> **Exercise prompt**
Copy out every one of the records below with each "Set one point per instance" replaced by "Mark one point for each instance" and everything else unchanged, leaving the pictures out.

--------------------------------

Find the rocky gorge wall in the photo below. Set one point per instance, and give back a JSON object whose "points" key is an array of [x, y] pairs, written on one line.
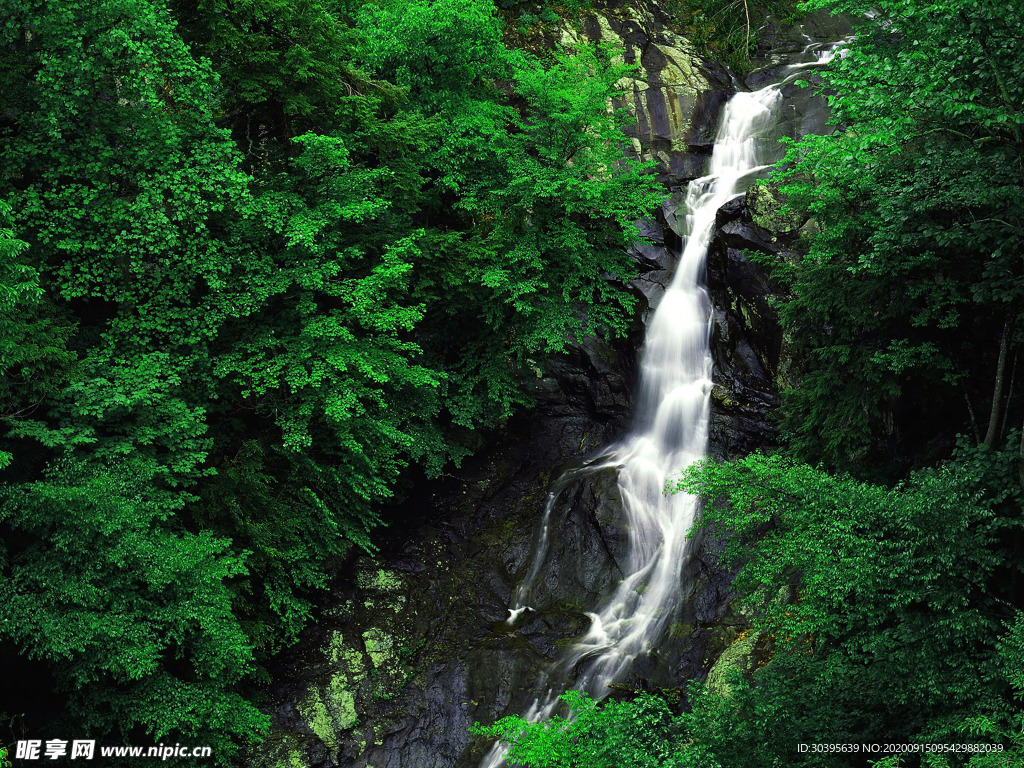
{"points": [[412, 646]]}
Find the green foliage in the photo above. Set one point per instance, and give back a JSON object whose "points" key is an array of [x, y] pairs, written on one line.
{"points": [[641, 733], [914, 278], [256, 259], [885, 616]]}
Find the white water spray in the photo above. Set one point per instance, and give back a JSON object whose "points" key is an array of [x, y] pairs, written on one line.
{"points": [[670, 430]]}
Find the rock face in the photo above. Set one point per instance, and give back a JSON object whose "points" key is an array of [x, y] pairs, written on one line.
{"points": [[412, 646]]}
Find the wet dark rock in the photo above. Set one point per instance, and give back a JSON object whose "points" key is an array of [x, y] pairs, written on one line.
{"points": [[745, 235], [413, 646]]}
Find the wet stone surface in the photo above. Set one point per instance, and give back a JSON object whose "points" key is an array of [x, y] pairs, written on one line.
{"points": [[411, 647]]}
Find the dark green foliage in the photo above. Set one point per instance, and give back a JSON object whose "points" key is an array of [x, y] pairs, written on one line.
{"points": [[913, 283], [256, 259], [882, 616], [883, 612]]}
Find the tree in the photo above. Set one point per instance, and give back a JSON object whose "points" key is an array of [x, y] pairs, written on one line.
{"points": [[254, 270], [910, 291]]}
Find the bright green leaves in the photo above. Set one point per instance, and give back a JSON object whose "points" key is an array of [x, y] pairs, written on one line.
{"points": [[919, 203], [258, 258], [887, 598], [642, 733]]}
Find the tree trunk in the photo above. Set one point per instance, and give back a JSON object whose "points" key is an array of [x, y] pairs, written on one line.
{"points": [[991, 435]]}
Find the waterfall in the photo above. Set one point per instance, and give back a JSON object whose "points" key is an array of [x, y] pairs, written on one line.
{"points": [[670, 430]]}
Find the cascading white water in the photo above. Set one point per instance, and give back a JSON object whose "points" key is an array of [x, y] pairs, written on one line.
{"points": [[670, 430]]}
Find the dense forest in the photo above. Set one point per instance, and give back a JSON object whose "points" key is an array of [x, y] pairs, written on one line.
{"points": [[260, 261]]}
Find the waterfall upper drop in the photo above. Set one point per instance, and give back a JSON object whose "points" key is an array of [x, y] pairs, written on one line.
{"points": [[670, 430], [674, 409]]}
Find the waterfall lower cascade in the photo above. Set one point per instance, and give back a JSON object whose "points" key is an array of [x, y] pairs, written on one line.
{"points": [[670, 429]]}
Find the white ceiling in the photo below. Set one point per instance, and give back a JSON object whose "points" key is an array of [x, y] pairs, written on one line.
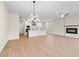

--------------------------------

> **Exercise solution**
Find the rocky gorge wall in the photo below. Mark one point for each instance, and give back a JSON object whose "points" key is an array of [x, y] pairs, written on one line.
{"points": [[412, 646]]}
Find the green foliage in the photo above. Mark one point for each instance, and give back a JSON object whose "points" key is an array of [x, y] pairs, written on one line.
{"points": [[641, 733], [914, 278], [256, 259], [885, 616]]}
Find the white water spray in the photo above. Mark one point for each instance, and give back a JSON object whose "points" key is an array of [x, y] pairs, written on one line.
{"points": [[670, 430]]}
Find the rock face in the photo above. Mark one point for each instance, and give back a JSON object whose "points" key is an array of [x, y] pairs, written on one line.
{"points": [[412, 646]]}
Find the wet dark rock in the photo above. Mark one point for each instance, and give back a JSON object whose "points" key is an array of [x, y] pairs, written on one line.
{"points": [[745, 235], [413, 646]]}
Find the wet stone surface in the photo above. Mark one point for each instance, and give back a JSON object whose "points" key is an array of [x, y] pairs, written on one line.
{"points": [[411, 647]]}
Find the dark green foliage in the photo above. Mark one point for each instance, and give back a JSON object whose "points" key is an array of [x, y] pairs, written on one line.
{"points": [[913, 283], [256, 259], [882, 616], [883, 612]]}
Find the tree in the photo above. Mark one point for each instance, and give back a JSON object whose "points" key is an array of [x, y] pairs, written on one line.
{"points": [[254, 270], [910, 291]]}
Find the bright green leaves in the photo above. Mark one point for each instance, and give back a JSON object whose "points" key is an array of [x, y] pairs, written on one line.
{"points": [[919, 203], [258, 258], [887, 598], [642, 733]]}
Find the tree trunk in the photo above. Mark one point for each instance, and give back a JSON object whose "points" key is an array of [x, y] pairs, written on one line.
{"points": [[991, 435]]}
Find the waterfall in the photo above. Mark one point for each instance, and give back a JSON object whose "points" key is an array of [x, y] pairs, written on one line.
{"points": [[670, 430]]}
Find the cascading white water in the photo above. Mark one point for each instance, and give back a JSON object whose "points" key is an array of [x, y] pairs, written on one line.
{"points": [[670, 430]]}
Find the dense forest in the photo above. Mark one point for each instance, and give back a JSON object whose "points" key is an array of [x, y] pairs, written on one line.
{"points": [[260, 261]]}
Find the waterfall upper drop in the photo above. Mark one point for each instance, and give back a JSON object whose "points" key is an array of [x, y] pairs, written on one line.
{"points": [[670, 430], [674, 409]]}
Find the waterfall lower cascade in the photo above. Mark one point for each instance, and give back a JSON object whose "points" key is an array of [x, y] pairs, written on one line.
{"points": [[670, 429]]}
Find the white ceiling in the photo below. Mark one point for each instance, and give back a JSON object whose "points" key is an array of [x, y] pairs, written on one line.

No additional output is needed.